▶ **Textabschnitt**:
Letalität und Langzeitprognose
- Letalität: Die Sterblichkeit bei Patienten mit einem Epiduralhämatom beträgt etwa 30-40 %. Diese hohe Letalitätsrate ist auf die rapide Verschlechterung des Zustands und die potenziellen Komplikationen zurückzuführen.
- Langzeitprognose: Etwa 50 % der Patienten überleben ohne langfristige neurologische Folgeschäden, insbesondere wenn sie schnell und effektiv behandelt werden. Langfristige neurologische Defizite sind jedoch möglich und hängen von der Schwere der initialen Hirnschädigung und der Geschwindigkeit der Intervention ab.
Zusammenfassend kann gesagt werden, dass ein Epiduralhämatom eine potenziell lebensbedrohliche Erkrankung ist, die eine sofortige medizinische Notfallversorgung erfordert. Mit schnellem und angemessenem Eingreifen kann jedoch eine erhebliche Anzahl von Patienten erfolgreich behandelt und vor schweren Komplikationen bewahrt werden.

▶ **Zu lösende Aufgaben**:
1. Wie lautet dieser Satz aus dem Textabschnitt auf Englisch: „Die Sterblichkeit bei Patienten mit einem Epiduralhämatom beträgt etwa 30-40 %.“?
2. Wie viel Prozent der Patienten überleben laut Textabschnitt ohne langfristige neurologische Folgeschäden?
3. Welche Substantive mit der Endung „-ung“ enthält der Textabschnitt?

▶ **Extrahierte Informationen**:
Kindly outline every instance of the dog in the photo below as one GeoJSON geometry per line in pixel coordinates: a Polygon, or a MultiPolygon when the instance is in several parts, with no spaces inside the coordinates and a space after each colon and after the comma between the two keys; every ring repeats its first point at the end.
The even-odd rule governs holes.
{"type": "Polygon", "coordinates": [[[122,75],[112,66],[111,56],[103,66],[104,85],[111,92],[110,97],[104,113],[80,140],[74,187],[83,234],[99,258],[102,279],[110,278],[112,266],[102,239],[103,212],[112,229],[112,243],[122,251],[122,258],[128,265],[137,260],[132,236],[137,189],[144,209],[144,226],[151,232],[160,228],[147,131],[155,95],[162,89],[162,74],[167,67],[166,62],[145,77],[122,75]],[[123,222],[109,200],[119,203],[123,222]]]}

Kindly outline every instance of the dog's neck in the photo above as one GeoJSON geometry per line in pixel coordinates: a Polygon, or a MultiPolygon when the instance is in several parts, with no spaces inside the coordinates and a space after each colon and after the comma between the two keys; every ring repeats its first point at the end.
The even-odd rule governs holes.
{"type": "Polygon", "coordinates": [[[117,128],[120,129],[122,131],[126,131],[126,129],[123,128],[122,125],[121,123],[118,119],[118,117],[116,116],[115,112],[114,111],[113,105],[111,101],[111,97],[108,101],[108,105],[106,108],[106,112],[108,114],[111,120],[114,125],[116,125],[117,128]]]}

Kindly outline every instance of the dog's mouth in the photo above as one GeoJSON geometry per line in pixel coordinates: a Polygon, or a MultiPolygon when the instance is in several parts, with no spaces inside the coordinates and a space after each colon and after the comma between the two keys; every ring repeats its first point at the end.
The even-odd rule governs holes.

▶ **Lösungen**:
1. Mortality in patients with an epidural hematoma is approximately 30-40%.

2. Etwa 50 %.

3.
- Verschlechterung
- Hirnschädigung
- Erkrankung
- Notfallversorgung